Locate each line in the records below that contains the word "window", and copy those lines in full.

··· Dataset rows ···

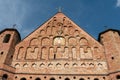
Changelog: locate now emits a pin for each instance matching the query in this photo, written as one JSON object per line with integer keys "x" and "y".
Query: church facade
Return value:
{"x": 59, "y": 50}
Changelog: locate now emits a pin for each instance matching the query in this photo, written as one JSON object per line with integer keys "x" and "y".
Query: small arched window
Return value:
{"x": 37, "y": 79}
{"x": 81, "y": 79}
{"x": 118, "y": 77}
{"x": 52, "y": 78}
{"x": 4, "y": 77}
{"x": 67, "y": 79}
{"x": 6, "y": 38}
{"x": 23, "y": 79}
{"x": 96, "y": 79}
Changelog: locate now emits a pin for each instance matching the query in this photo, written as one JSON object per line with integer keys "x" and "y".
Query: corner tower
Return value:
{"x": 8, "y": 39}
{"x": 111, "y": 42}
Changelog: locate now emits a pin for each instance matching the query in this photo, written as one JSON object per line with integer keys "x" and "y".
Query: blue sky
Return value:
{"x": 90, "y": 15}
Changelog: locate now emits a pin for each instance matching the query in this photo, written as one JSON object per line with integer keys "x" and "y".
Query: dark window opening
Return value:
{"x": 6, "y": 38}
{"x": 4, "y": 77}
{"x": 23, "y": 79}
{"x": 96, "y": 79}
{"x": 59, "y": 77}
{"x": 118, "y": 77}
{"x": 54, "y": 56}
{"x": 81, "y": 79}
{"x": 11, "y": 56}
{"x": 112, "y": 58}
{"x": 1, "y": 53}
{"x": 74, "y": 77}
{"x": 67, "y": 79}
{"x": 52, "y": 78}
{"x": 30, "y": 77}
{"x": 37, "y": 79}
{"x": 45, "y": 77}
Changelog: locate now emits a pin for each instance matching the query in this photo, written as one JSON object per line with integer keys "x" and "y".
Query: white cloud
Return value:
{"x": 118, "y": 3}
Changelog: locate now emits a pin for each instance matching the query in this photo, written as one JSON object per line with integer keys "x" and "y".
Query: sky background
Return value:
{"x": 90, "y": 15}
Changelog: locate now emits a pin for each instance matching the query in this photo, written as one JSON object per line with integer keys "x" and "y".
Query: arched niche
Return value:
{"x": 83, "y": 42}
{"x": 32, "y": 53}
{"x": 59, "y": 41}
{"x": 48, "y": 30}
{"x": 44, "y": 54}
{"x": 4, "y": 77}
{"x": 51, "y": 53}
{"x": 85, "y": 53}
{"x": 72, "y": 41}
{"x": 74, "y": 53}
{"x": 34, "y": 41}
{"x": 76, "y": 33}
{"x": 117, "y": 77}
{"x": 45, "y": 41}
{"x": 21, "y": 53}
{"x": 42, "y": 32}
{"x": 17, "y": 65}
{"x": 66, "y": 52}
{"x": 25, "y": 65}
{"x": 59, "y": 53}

···
··· Dataset rows ···

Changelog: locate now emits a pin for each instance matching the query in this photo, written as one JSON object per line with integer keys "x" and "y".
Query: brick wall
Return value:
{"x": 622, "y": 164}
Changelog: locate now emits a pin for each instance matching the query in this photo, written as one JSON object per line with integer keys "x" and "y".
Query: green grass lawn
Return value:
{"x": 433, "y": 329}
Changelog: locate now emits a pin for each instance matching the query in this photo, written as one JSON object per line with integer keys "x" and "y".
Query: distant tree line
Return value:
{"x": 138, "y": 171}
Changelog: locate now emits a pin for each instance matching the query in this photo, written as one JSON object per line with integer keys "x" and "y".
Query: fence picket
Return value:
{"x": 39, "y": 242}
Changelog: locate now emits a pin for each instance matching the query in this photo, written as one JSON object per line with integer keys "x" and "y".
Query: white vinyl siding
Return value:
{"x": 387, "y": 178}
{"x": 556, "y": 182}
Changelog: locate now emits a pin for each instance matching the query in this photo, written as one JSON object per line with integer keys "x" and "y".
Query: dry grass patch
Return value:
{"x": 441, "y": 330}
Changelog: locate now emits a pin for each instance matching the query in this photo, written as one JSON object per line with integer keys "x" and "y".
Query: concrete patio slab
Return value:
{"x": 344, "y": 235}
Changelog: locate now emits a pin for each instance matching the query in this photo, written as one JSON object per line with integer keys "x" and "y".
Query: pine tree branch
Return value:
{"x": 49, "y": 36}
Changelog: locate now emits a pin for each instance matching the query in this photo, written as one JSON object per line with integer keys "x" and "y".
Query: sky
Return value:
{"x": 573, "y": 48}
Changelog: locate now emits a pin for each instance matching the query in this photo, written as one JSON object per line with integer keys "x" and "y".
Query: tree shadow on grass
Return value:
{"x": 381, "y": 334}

···
··· Dataset rows ···

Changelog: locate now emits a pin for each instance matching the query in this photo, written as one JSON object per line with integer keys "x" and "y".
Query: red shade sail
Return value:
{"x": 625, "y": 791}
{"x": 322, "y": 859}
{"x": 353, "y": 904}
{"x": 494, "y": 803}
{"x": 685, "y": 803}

···

◆ Answer:
Query: small arched window
Query: dark window opening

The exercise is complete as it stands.